TRECHO PARA LEITURA →
◇ ◇ ◇ ◇

JAMES GLEICK – Sim. É uma boa questão. Devo começar dizendo que nunca achei que tivesse de escrever sobre disciplinas científicas individuais como tópicos. Mas há conexões especificas entre o caos –a nova ciência do caos, sobre a qual comecei a escrever nos anos 1980– e a ciência da informação. Há até mesmo uma pequena referência em meu livro “Caos” sobre a teoria da informação, pois foi naquela época que ouvi pela primeira vez que existia uma coisa com esse nome. Foram aqueles caras que me contaram pela primeira vez sobre Claude Shannon, o matemático dos Laboratórios Bell que criou essa coisa chamada teoria da informação.
Eu achava estranho (e ao mesmo tempo maravilhoso) que houvesse toda uma ciência sobre algo chamado informação. Primeiro, porque informação não me parecia ser um assunto para a ciência –talvez até menos do que o caos. Segundo, porque eles a estavam usando para estudar sistemas físicos. Eu quis então entender qual podia ser a conexão entre esse conceito abstrato, que conhecemos como informação, e um sistema físico.
Essa conexão existia e tinha algo a ver com entender a diferença entre ordem e desordem. Você mencionou que ela parece permear todas as áreas da ciência. Isso ocorre porque ela é um princípio fundamental de nosso olhar sobre o mundo, é algo que vai além das divisões artificiais que aplicamos às ciências.

◇ ◇ ◇ ◇

[Entradas do conjunto de dados]
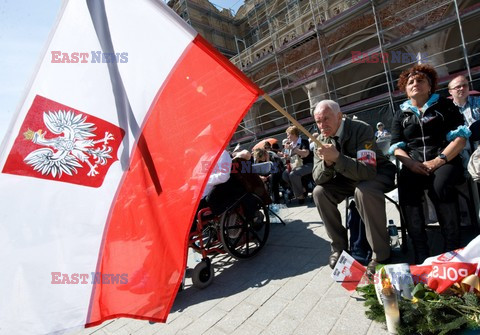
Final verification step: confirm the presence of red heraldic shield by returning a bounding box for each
[2,95,125,187]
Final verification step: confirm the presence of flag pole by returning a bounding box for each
[263,93,323,148]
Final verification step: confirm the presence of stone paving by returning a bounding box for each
[73,196,412,335]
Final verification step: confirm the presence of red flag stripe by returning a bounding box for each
[87,34,259,325]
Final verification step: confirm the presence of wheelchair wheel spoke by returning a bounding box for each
[220,194,270,259]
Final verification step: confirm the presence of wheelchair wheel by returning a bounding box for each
[192,258,213,289]
[220,194,270,259]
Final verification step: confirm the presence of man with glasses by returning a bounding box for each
[448,76,480,127]
[448,76,480,156]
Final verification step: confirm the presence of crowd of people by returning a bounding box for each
[201,64,480,275]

◇ ◇ ◇ ◇

Reescreva a parte da entrevista sobre caos e informação que vai de "Eu achava estranho" a "aplicamos às ciências.", trocando "conexão" por "ligação".

RESPOSTA DA ATIVIDADE →
Eu achava estranho (e ao mesmo tempo maravilhoso) que houvesse toda uma ciência sobre algo chamado informação. Primeiro, porque informação não me parecia ser um assunto para a ciência –talvez até menos do que o caos. Segundo, porque eles a estavam usando para estudar sistemas físicos. Eu quis então entender qual podia ser a ligação entre esse conceito abstrato, que conhecemos como informação, e um sistema físico.
Essa ligação existia e tinha algo a ver com entender a diferença entre ordem e desordem. Você mencionou que ela parece permear todas as áreas da ciência. Isso ocorre porque ela é um princípio fundamental de nosso olhar sobre o mundo, é algo que vai além das divisões artificiais que aplicamos às ciências.